┌─ RECORD LIST
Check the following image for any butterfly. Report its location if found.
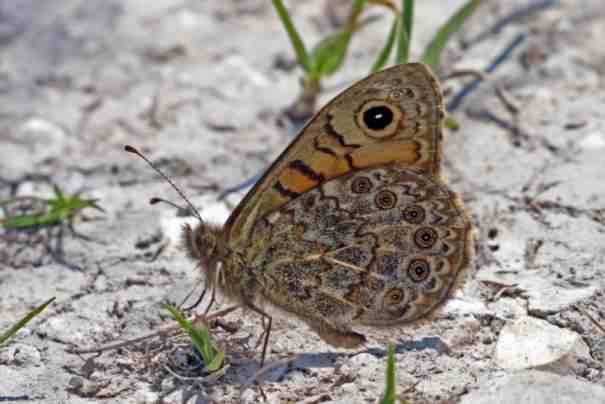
[130,63,473,363]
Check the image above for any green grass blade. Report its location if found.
[371,18,400,73]
[310,0,367,81]
[164,304,225,372]
[420,0,482,70]
[0,297,55,346]
[401,0,414,41]
[272,0,312,73]
[311,31,351,79]
[380,344,397,404]
[395,0,414,64]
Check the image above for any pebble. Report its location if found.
[495,316,585,370]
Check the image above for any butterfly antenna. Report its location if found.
[124,145,204,223]
[149,196,191,212]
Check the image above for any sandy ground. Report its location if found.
[0,0,605,404]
└─
Reproduce every line of the records above verbatim, including the coordinates, but leave out the picture.

Check the following image for any butterfly. Report its location if found.
[130,63,473,363]
Check the image above for any green grass blade. Report its location if found.
[371,18,400,73]
[310,0,367,81]
[164,304,225,372]
[420,0,482,70]
[0,297,55,346]
[401,0,414,41]
[272,0,312,73]
[311,31,351,79]
[380,344,397,404]
[395,0,414,64]
Check the image above for any pebble. Report its location if found.
[495,316,585,370]
Check the image above for any butterfly antenna. Report its location if found.
[124,145,204,223]
[149,196,191,212]
Check the image above for any sandy ground. Report its location if found.
[0,0,605,404]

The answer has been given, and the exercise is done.